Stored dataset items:
= Beginning of Section =

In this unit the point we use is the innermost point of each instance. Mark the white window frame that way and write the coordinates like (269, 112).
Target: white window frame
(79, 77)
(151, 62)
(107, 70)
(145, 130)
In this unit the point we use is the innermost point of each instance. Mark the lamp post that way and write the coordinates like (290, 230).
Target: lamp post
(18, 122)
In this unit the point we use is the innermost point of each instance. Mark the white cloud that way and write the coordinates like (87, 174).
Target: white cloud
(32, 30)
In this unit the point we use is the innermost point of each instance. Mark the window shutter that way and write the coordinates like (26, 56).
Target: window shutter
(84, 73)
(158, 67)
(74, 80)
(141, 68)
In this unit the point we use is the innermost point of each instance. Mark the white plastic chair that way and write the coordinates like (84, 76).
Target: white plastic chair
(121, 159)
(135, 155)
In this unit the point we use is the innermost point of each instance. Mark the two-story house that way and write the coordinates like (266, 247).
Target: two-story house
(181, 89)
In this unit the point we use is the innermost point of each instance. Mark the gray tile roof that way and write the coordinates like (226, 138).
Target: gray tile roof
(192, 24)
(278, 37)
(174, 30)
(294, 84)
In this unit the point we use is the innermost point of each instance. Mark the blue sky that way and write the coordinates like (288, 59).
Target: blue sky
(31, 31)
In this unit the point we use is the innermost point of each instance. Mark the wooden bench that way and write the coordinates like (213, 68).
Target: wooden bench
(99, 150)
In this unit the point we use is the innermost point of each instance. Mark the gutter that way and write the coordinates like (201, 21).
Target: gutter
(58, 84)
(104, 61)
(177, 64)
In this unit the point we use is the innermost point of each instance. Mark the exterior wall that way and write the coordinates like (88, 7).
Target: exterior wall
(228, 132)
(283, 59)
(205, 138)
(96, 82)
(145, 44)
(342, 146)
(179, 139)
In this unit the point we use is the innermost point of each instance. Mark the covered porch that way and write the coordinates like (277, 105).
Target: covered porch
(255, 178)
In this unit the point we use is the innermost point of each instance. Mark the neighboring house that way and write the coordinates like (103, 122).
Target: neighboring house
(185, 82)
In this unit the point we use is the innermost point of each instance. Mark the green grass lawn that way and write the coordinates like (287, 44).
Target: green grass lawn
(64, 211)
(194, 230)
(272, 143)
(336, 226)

= End of Section =

AIM OF THE EXERCISE: Give the records again, complete and exact.

EXERCISE RESULT:
In this unit the point we use is the innermost point of each instance. Mark the white window frame that way and write the coordinates like (269, 112).
Target: white window frame
(79, 77)
(151, 62)
(107, 70)
(145, 130)
In this unit the point we use is the innermost point of each instance. Mark the lamp post that way and write the coordinates like (290, 230).
Target: lamp post
(18, 122)
In this unit the point we use is the innermost point of each instance. Mark the white cloud that way and write the coordinates like (87, 174).
Target: white cloud
(32, 30)
In this unit the point we use is the innermost point of each instance. Mark the window shutter that way and write the coordinates like (26, 56).
Target: window shutter
(84, 73)
(158, 67)
(74, 80)
(141, 68)
In this unit the point we use is the innermost point of each instance. Mark the white plastic chair that way and write the coordinates like (84, 76).
Target: white plastic chair
(121, 159)
(135, 155)
In this unit the point we use is the innermost point of each instance. Mark the two-story house that way and write the coordinates like (266, 247).
Target: two-story house
(181, 89)
In this unit the point we use is the innermost point of each instance. Mark the gray tile roof that way and write the coordinates like (226, 138).
Target: gray tile roof
(192, 24)
(278, 37)
(174, 30)
(294, 84)
In this unit the point we use is the innermost point of each instance. Mark the blue sky that way and write the coordinates like (288, 59).
Target: blue sky
(31, 31)
In this unit the point we use is the innermost point of each instance. Mark the wooden bench that way and write the coordinates like (213, 68).
Target: wooden bench
(99, 150)
In this unit the point we use is the innermost point of each instance. Mark the gutter that way and write the coordinates like (201, 21).
Target: gutter
(58, 84)
(104, 61)
(177, 64)
In this unit the point we use is the innermost point of each instance. Mark the exterior wall that way and write the coordinates like (88, 7).
Target: exterior wall
(228, 132)
(283, 59)
(205, 138)
(96, 82)
(145, 44)
(342, 146)
(179, 139)
In this unit the point we use is the innermost point of each instance. Mark the covered porch that way and write the coordinates like (277, 105).
Target: covered porch
(255, 178)
In this unit the point we use is the innermost point of each instance. Mark the neighboring house that way and write the coordinates like (103, 122).
Target: neighboring house
(185, 82)
In this unit the point we use is the innermost point of each instance. Mark the green grass lawn that way and write the coordinates like (287, 44).
Target: green grass lawn
(64, 211)
(194, 230)
(272, 143)
(336, 226)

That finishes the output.